- Exercise instructions: Look in the data below for the line that contains "Phrase: ocean". Copy that line and the remaining lines exactly.

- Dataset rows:
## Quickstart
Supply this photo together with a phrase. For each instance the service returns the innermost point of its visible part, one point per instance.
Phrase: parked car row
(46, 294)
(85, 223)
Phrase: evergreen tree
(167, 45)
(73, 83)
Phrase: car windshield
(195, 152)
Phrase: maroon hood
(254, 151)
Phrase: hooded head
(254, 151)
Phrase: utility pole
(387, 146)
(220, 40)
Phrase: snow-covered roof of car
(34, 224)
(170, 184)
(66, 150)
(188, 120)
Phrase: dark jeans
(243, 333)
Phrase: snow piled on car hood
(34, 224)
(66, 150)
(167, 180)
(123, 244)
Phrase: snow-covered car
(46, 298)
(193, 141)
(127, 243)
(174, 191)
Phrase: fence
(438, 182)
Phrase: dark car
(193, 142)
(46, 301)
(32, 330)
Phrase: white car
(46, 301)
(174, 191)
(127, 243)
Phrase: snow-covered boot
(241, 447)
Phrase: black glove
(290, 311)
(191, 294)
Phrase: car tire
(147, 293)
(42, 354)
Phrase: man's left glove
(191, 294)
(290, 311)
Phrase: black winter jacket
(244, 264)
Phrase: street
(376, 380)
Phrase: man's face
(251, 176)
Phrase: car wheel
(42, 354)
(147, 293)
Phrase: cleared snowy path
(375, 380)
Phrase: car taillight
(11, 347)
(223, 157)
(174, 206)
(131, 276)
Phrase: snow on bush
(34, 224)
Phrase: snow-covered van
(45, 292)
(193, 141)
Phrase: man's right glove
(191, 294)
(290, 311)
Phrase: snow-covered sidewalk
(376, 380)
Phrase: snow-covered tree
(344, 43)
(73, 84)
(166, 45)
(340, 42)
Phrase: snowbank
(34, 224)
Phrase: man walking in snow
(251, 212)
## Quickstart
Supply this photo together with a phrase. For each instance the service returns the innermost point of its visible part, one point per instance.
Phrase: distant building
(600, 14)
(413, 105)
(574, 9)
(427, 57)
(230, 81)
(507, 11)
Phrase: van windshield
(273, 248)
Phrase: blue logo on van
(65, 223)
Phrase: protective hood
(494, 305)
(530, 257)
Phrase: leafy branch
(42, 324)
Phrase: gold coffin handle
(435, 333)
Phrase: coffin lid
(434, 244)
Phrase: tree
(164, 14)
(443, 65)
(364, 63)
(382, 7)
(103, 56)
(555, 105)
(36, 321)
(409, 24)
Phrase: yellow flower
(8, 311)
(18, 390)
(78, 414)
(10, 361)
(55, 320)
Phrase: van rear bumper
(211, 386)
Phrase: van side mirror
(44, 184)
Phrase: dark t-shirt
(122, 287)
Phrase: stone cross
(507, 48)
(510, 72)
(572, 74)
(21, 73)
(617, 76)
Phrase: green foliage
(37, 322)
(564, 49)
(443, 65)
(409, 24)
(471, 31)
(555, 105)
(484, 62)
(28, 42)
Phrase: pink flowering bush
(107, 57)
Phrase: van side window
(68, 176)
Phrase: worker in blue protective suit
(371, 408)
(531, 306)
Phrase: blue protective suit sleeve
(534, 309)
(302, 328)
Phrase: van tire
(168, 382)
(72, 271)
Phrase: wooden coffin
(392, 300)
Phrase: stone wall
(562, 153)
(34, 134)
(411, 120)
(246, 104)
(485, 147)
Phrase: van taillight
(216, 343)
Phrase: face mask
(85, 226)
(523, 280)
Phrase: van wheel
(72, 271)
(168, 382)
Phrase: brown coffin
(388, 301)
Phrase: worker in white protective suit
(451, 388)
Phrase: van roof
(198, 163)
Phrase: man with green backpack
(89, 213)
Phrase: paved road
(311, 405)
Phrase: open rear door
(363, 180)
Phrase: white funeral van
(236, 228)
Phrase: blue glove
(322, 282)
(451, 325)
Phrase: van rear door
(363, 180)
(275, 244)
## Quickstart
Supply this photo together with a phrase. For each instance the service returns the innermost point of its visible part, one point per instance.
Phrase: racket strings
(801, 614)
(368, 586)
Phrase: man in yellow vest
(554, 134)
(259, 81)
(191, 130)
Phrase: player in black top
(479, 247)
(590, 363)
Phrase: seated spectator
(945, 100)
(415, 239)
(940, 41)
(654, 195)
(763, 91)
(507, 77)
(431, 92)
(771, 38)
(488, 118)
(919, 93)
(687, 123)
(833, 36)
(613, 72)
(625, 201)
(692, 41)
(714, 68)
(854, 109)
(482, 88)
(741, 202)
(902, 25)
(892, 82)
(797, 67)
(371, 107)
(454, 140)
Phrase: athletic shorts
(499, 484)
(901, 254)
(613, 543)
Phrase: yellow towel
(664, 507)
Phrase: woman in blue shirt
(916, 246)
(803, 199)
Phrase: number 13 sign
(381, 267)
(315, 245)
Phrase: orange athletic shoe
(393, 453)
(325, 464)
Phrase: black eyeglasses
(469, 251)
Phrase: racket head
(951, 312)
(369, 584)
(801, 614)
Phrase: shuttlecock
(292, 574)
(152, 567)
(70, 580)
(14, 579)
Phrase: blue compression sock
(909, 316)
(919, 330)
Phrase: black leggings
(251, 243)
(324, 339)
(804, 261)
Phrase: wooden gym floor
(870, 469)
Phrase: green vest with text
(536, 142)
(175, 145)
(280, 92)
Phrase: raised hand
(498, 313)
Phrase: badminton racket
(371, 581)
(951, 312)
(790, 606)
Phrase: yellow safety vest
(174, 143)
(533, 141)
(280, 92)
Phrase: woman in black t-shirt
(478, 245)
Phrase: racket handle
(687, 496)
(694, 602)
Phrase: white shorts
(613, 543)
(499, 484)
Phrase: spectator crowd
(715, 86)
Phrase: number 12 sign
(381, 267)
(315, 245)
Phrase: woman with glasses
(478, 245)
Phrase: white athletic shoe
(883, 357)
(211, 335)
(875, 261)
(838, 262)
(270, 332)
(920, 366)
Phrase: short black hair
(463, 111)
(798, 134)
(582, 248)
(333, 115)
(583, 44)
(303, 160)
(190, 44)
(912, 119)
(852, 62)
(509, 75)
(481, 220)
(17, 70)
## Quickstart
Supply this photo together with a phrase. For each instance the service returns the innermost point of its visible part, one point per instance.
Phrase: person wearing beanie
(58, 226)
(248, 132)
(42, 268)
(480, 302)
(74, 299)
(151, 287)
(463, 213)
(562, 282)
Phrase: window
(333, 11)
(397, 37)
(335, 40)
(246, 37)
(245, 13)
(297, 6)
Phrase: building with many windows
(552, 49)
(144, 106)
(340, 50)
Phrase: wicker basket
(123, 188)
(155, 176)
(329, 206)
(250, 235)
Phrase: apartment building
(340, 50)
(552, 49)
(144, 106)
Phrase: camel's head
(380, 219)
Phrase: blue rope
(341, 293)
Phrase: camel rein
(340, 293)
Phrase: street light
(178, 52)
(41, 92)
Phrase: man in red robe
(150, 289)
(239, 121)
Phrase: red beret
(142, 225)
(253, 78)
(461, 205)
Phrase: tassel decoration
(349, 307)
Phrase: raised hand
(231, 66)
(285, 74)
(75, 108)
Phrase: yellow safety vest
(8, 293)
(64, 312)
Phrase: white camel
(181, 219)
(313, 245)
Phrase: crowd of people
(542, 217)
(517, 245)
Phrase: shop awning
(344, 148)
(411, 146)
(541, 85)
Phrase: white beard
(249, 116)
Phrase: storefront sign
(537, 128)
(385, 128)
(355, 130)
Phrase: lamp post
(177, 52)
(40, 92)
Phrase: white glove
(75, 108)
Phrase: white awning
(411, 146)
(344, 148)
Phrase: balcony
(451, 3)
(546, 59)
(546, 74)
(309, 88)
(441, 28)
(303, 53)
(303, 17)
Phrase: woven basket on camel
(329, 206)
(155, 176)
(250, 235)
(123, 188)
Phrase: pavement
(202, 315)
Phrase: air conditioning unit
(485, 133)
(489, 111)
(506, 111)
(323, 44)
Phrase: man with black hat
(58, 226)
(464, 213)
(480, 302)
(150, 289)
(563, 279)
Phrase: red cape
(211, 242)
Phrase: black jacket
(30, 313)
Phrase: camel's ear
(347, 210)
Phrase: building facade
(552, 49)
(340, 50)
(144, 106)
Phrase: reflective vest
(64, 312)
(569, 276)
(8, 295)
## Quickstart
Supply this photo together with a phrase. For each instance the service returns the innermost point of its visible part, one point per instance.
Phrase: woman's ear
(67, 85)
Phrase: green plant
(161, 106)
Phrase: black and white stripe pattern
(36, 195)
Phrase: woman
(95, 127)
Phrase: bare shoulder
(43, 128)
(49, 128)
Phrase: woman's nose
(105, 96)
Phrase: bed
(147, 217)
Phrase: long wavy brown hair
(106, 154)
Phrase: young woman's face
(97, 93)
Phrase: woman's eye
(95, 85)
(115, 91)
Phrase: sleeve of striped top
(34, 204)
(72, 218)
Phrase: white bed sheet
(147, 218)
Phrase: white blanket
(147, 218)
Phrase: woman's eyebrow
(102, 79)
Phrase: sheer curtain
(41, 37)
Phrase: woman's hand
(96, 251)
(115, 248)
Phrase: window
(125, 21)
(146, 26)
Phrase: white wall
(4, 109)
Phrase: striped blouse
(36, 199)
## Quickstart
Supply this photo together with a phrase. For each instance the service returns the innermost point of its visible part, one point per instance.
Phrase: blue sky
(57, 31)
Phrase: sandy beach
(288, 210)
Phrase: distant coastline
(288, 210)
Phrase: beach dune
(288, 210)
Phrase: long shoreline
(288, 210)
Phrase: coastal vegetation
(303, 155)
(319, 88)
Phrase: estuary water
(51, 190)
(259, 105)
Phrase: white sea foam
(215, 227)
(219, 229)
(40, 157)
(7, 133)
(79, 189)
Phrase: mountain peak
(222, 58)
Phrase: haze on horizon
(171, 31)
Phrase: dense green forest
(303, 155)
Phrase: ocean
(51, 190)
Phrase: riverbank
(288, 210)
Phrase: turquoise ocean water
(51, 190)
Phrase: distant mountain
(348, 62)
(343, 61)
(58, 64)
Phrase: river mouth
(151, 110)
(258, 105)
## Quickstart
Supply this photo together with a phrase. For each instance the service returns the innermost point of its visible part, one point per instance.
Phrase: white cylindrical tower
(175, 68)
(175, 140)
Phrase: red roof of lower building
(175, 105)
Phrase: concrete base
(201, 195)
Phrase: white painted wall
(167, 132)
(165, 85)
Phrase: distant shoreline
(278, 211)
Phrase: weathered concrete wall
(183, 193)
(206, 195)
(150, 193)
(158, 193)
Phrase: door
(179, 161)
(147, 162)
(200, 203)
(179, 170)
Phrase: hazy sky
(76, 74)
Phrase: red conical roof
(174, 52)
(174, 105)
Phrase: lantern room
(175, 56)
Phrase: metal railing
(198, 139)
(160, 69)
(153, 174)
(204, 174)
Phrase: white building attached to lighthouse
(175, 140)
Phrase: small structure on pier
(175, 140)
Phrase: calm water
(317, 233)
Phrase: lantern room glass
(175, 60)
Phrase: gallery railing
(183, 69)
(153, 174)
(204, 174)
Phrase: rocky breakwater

- Correct answer:
Phrase: ocean
(51, 190)
Phrase: riverbank
(288, 210)
Phrase: turquoise ocean water
(51, 190)
Phrase: distant mountain
(348, 62)
(343, 61)
(58, 64)
Phrase: river mouth
(151, 110)
(258, 105)
## Quickstart
Supply this photo together with a phrase. For each instance the service returns the innermost point of its visible part, one point per instance.
Phrase: white cylindrical tower
(175, 68)
(175, 140)
Phrase: red roof of lower building
(175, 105)
Phrase: concrete base
(201, 195)
Phrase: white painted wall
(167, 132)
(165, 85)
Phrase: distant shoreline
(278, 211)
Phrase: weathered concrete wall
(183, 193)
(206, 195)
(150, 193)
(158, 193)
Phrase: door
(179, 161)
(147, 162)
(200, 203)
(179, 170)
Phrase: hazy sky
(76, 74)
Phrase: red conical roof
(174, 52)
(174, 105)
Phrase: lantern room
(175, 56)
Phrase: metal railing
(198, 139)
(160, 69)
(153, 174)
(204, 174)
Phrase: white building attached to lighthouse
(175, 140)
Phrase: small structure on pier
(175, 140)
Phrase: calm water
(317, 233)
Phrase: lantern room glass
(175, 60)
Phrase: gallery railing
(183, 69)
(153, 174)
(204, 174)
Phrase: rocky breakwater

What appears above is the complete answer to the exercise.